Exercise material
..........
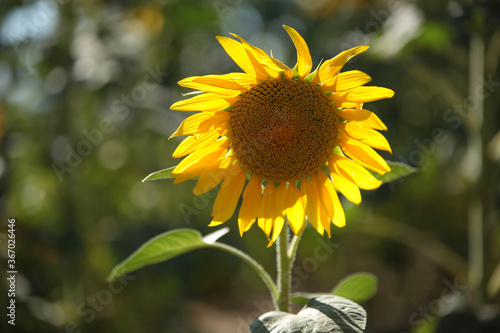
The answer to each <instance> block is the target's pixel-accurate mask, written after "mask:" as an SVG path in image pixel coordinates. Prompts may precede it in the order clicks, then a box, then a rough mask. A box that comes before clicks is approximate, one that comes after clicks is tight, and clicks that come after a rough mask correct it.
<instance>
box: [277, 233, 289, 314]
mask: <svg viewBox="0 0 500 333" xmlns="http://www.w3.org/2000/svg"><path fill="white" fill-rule="evenodd" d="M287 231H288V230H287V229H286V228H285V229H284V230H282V231H281V233H280V235H279V238H278V243H277V247H276V250H277V255H278V258H277V262H278V292H279V297H278V310H279V311H283V312H290V281H291V274H292V272H291V270H292V267H291V266H292V265H291V262H292V261H291V260H290V257H289V255H288V232H287Z"/></svg>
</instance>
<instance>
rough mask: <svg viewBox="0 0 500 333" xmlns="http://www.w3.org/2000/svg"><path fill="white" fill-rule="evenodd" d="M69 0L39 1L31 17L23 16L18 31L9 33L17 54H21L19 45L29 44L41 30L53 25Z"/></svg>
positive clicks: (11, 31)
mask: <svg viewBox="0 0 500 333" xmlns="http://www.w3.org/2000/svg"><path fill="white" fill-rule="evenodd" d="M68 2H69V0H44V1H37V2H36V3H35V4H33V6H36V10H35V11H34V12H33V13H30V14H29V15H21V17H20V18H19V20H18V21H17V24H18V27H17V29H18V31H7V39H8V40H9V43H10V46H11V47H12V48H13V50H14V52H15V53H19V49H18V47H17V45H18V44H27V43H29V42H30V41H31V39H32V37H33V36H36V35H37V34H38V33H39V31H40V29H42V28H44V27H45V26H46V25H47V24H49V23H50V24H52V23H53V21H54V20H55V19H56V17H57V15H58V13H59V9H58V5H59V6H63V5H65V4H67V3H68Z"/></svg>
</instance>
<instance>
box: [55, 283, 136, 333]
mask: <svg viewBox="0 0 500 333" xmlns="http://www.w3.org/2000/svg"><path fill="white" fill-rule="evenodd" d="M134 279H135V277H134V276H130V275H123V276H121V277H119V278H117V279H115V280H113V281H111V282H109V283H108V285H107V286H106V288H103V289H101V290H99V291H98V292H97V293H96V294H95V295H94V296H93V297H87V299H86V300H85V301H84V302H82V303H80V304H79V305H78V307H77V308H76V312H77V314H78V316H79V317H81V318H82V320H83V322H84V323H85V324H89V323H90V322H91V321H93V320H94V319H95V318H96V314H97V313H100V312H102V311H104V309H105V308H106V306H108V305H109V304H110V303H111V302H112V301H113V297H114V296H115V295H117V294H119V293H121V292H122V291H123V290H124V289H125V287H126V286H128V285H129V283H130V281H132V280H134ZM81 332H85V330H82V328H81V327H80V326H79V325H78V324H77V323H76V322H75V321H70V322H68V323H66V325H65V326H64V330H63V331H59V332H58V333H81Z"/></svg>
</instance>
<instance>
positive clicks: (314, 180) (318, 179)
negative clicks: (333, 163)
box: [311, 170, 336, 236]
mask: <svg viewBox="0 0 500 333" xmlns="http://www.w3.org/2000/svg"><path fill="white" fill-rule="evenodd" d="M311 184H312V185H313V188H314V190H315V192H316V194H317V196H318V199H319V201H320V203H321V207H320V221H321V224H322V225H323V228H325V230H326V232H327V233H328V236H330V235H331V234H330V220H333V218H334V215H335V210H334V206H333V201H332V196H334V195H336V193H335V189H334V188H333V185H332V182H331V180H330V179H329V178H328V177H327V176H326V174H325V173H324V172H323V171H321V170H319V171H318V174H313V175H311Z"/></svg>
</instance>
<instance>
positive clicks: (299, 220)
mask: <svg viewBox="0 0 500 333" xmlns="http://www.w3.org/2000/svg"><path fill="white" fill-rule="evenodd" d="M305 214H306V212H305V203H304V199H303V195H302V194H301V193H300V192H299V190H298V189H297V186H295V183H294V182H290V183H289V184H288V190H287V193H286V216H287V217H288V223H289V224H290V228H291V229H292V232H293V233H294V234H295V235H299V234H300V233H302V231H303V230H304V227H305V225H306V223H305Z"/></svg>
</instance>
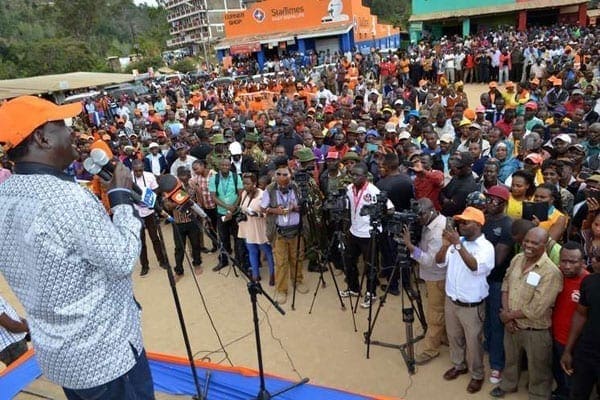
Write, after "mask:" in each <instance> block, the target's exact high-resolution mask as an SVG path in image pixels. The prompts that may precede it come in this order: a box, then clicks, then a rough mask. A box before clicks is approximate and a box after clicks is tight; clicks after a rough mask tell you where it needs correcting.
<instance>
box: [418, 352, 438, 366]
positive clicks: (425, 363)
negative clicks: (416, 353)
mask: <svg viewBox="0 0 600 400" xmlns="http://www.w3.org/2000/svg"><path fill="white" fill-rule="evenodd" d="M439 355H440V353H437V354H435V355H432V354H429V353H421V354H417V356H416V357H415V364H417V365H425V364H427V363H428V362H429V361H431V360H433V359H434V358H436V357H438V356H439Z"/></svg>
..........
What to do
Copy every line above word for word and exclude the pictures.

Response
The answer to each <instance> block is the target's pixel-accurate mask, written after "mask:" as an SVG path in image pixel coordinates. Prompts may precede it in the order clicks, then a box, then a rough mask. A box that comes before clicks is approximate, one that comes after clicks is tight, and clicks that come after a rough mask correct it.
<instance>
box: [277, 233, 289, 314]
mask: <svg viewBox="0 0 500 333" xmlns="http://www.w3.org/2000/svg"><path fill="white" fill-rule="evenodd" d="M287 231H288V230H287V229H286V228H285V229H284V230H282V231H281V233H280V235H279V238H278V243H277V247H276V250H277V255H278V258H277V262H278V292H279V297H278V310H279V311H283V312H290V281H291V274H292V272H291V270H292V267H291V266H292V265H291V262H292V261H291V260H290V257H289V255H288V232H287Z"/></svg>
</instance>
<instance>
rough mask: <svg viewBox="0 0 500 333" xmlns="http://www.w3.org/2000/svg"><path fill="white" fill-rule="evenodd" d="M69 0L39 1L31 17L23 16L18 31L9 33L17 54H21L19 45L29 44L41 30L53 25Z"/></svg>
positive clicks: (11, 31)
mask: <svg viewBox="0 0 500 333" xmlns="http://www.w3.org/2000/svg"><path fill="white" fill-rule="evenodd" d="M68 2H69V0H44V1H37V2H36V3H35V4H33V6H36V10H35V11H34V12H33V13H30V14H29V15H21V17H20V18H19V20H18V21H17V24H18V27H17V29H18V31H7V39H8V40H9V43H10V46H11V47H12V48H13V50H14V52H15V53H19V49H18V47H17V45H18V44H27V43H29V42H30V41H31V39H32V37H33V36H36V35H37V34H38V33H39V31H40V29H42V28H44V27H45V26H46V25H47V24H49V23H50V24H52V23H53V21H54V20H55V19H56V17H57V15H58V13H59V9H58V5H59V6H63V5H65V4H67V3H68Z"/></svg>
</instance>
<instance>
box: [55, 283, 136, 333]
mask: <svg viewBox="0 0 500 333" xmlns="http://www.w3.org/2000/svg"><path fill="white" fill-rule="evenodd" d="M134 279H135V277H134V276H130V275H123V276H121V277H119V278H117V279H115V280H113V281H111V282H109V283H108V285H107V286H106V288H103V289H101V290H99V291H98V292H97V293H96V294H95V295H94V296H93V297H87V299H86V300H85V301H84V302H82V303H80V304H79V305H78V307H77V308H76V312H77V314H78V316H79V317H81V318H82V320H83V322H84V323H85V324H89V323H90V322H91V321H93V320H94V319H95V318H96V314H97V313H100V312H102V311H104V309H105V308H106V306H108V305H109V304H110V303H111V302H112V301H113V297H114V296H115V295H117V294H119V293H121V292H122V291H123V290H124V289H125V287H126V286H128V285H129V283H130V281H132V280H134ZM81 332H85V330H82V328H81V327H80V326H79V325H78V324H77V323H76V322H75V321H70V322H68V323H66V325H65V326H64V330H63V331H59V332H58V333H81Z"/></svg>
</instance>
<instance>
positive clicks: (314, 180) (318, 179)
negative clicks: (333, 163)
box: [311, 170, 336, 236]
mask: <svg viewBox="0 0 500 333" xmlns="http://www.w3.org/2000/svg"><path fill="white" fill-rule="evenodd" d="M311 184H312V185H313V188H314V190H315V192H316V194H317V196H318V199H319V201H320V203H321V207H320V221H321V224H322V225H323V228H325V230H326V232H327V233H328V236H330V235H331V234H330V220H333V218H334V215H335V210H334V206H333V201H332V196H334V195H336V193H335V189H334V188H333V185H332V182H331V180H330V179H329V178H328V177H327V176H326V174H325V173H324V172H323V171H321V170H319V171H318V174H313V175H311Z"/></svg>
</instance>
<instance>
positive clicks: (299, 220)
mask: <svg viewBox="0 0 500 333" xmlns="http://www.w3.org/2000/svg"><path fill="white" fill-rule="evenodd" d="M305 214H306V212H305V203H304V199H303V195H302V194H301V193H300V192H299V190H298V189H297V186H295V183H294V182H290V183H289V184H288V190H287V193H286V216H287V217H288V223H289V224H290V228H291V229H292V232H293V233H294V234H295V235H299V234H300V233H302V231H303V230H304V227H305V225H306V223H305Z"/></svg>
</instance>
Write, after "mask:" in each <instance> block, the target's exact high-resolution mask as an SVG path in image pixels. The prompts that may precede it come in this order: a box, then clicks, then a rough mask. A box before clicks is approximate and a box after clicks is tight; clicks after a rough mask tell you where it needs correcting.
<instance>
box: [418, 352, 438, 366]
positive clicks: (425, 363)
negative clicks: (416, 353)
mask: <svg viewBox="0 0 600 400" xmlns="http://www.w3.org/2000/svg"><path fill="white" fill-rule="evenodd" d="M439 355H440V353H437V354H435V355H432V354H429V353H421V354H417V356H416V357H415V364H417V365H425V364H427V363H428V362H429V361H431V360H433V359H434V358H436V357H438V356H439Z"/></svg>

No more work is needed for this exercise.